Text passage:
□ □ □ □

In 2013, the U.S. was ready for a military scenario, from which the world was spared only by the timely intervention of Russia with a proposal for the destruction of Syrian chemical weapons.

Nevertheless, after three years of war (which cannot even be called civil, given that most of the fighters fighting against government forces are foreign mercenaries), Syria has become a place of terrible humanitarian disaster.

Many cities and neighborhoods have turned into heaps of concrete, entire villages were cut down by gangs of radical Islamists. The total number of dead exceeds 100 thousand people (according to other sources, 200 million); more than a third of them are civilians.

The number of refugees in Syria amounted to 6.5 million people, and in neighboring countries there were almost 3 million.

The example with Syria has shown once again that those who do not make concessions with the U.S. get war, either directly or unleashed by the hands of allies and mercenaries. The example of Ukraine shows that those who make concessions get stabbed in the back, in violation of all agreements.

Playing with American slang, we can say that messing around with democracy American-style is a lose-lose situation for other countries: you lose in any case.

Democratic Export/Import

The death of civilians, humanitarian disasters, refugees, disruption of social and life support systems, environmental destruction, erasing settlements from the face of earth, ethnic and religious wars and conflicts, economic decline, the dominance of banditry, the growth of all kinds of criminal business, exorbitant corruption — all of these are not declarative, but real, results of “exporting democracy” American style.

And the main reason for this export is the thirst for resources. In many cases, it is oil or other natural resources. In others, it is the establishment of a military bridgehead or geopolitical influence.

Many experts believe that in the second half of the twentieth century, the U.S. economy is functioning only due to the accumulation of public debt. During the presidency of Barack Obama, it has exceeded 100 percent of GDP.

□ □ □ □

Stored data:

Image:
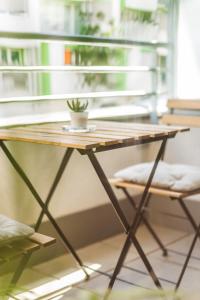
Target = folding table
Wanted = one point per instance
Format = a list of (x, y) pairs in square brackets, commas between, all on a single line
[(107, 136)]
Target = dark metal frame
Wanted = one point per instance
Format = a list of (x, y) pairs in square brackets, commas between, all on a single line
[(189, 216), (129, 230)]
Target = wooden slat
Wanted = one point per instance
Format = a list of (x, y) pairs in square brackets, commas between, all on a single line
[(106, 134), (193, 121), (41, 239), (184, 104), (9, 253), (153, 190), (102, 136), (114, 135), (8, 135), (25, 245)]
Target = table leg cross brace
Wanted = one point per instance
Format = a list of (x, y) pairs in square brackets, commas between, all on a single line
[(43, 205)]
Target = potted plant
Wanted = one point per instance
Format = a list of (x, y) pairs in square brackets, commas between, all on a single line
[(78, 113)]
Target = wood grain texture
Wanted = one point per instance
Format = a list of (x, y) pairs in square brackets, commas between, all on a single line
[(106, 134)]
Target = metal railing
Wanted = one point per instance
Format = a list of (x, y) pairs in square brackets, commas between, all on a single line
[(80, 39)]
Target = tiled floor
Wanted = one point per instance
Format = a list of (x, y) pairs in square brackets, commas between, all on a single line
[(54, 279)]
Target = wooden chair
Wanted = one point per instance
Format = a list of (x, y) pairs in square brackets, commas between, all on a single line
[(20, 249), (181, 112)]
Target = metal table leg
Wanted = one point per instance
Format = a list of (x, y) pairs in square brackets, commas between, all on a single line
[(188, 257), (55, 183), (146, 222), (44, 208), (130, 231)]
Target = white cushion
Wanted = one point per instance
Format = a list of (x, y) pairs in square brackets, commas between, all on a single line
[(11, 230), (175, 177)]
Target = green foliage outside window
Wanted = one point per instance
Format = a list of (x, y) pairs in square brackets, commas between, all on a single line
[(98, 56)]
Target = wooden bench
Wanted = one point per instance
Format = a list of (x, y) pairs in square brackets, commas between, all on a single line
[(181, 112), (22, 247)]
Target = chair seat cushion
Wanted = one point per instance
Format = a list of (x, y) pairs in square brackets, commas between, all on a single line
[(175, 177), (11, 230)]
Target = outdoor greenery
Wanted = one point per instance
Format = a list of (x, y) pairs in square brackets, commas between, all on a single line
[(77, 105), (91, 24)]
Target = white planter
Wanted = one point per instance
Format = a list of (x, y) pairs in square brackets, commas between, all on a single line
[(79, 119)]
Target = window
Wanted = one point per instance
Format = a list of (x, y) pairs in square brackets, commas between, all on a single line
[(135, 73)]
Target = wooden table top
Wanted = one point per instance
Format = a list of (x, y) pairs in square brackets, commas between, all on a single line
[(106, 134)]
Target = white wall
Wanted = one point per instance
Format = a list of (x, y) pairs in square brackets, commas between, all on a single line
[(188, 59), (185, 148)]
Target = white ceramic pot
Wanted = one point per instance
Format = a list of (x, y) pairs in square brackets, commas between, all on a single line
[(79, 119)]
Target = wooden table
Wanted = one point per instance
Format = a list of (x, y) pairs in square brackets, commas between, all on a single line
[(108, 136)]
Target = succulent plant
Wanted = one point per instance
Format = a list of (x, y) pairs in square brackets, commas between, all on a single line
[(77, 105)]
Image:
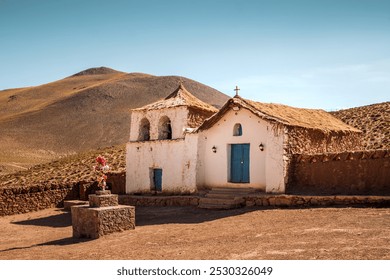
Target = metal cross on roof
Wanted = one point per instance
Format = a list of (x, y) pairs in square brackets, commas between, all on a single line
[(236, 90)]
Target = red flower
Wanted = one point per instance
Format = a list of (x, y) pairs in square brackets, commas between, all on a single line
[(101, 160)]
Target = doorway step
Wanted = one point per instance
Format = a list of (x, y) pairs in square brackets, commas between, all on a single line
[(225, 198)]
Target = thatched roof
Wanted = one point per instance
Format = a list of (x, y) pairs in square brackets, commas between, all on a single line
[(180, 97), (283, 114)]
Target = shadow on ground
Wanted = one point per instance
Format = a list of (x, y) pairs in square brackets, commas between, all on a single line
[(63, 219), (59, 242), (183, 215)]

□ □ □ □

Work item: List every country the passage on Syria and "exporting democracy" mentions by name.

Result of the task: The U.S., Russia, Syria, Ukraine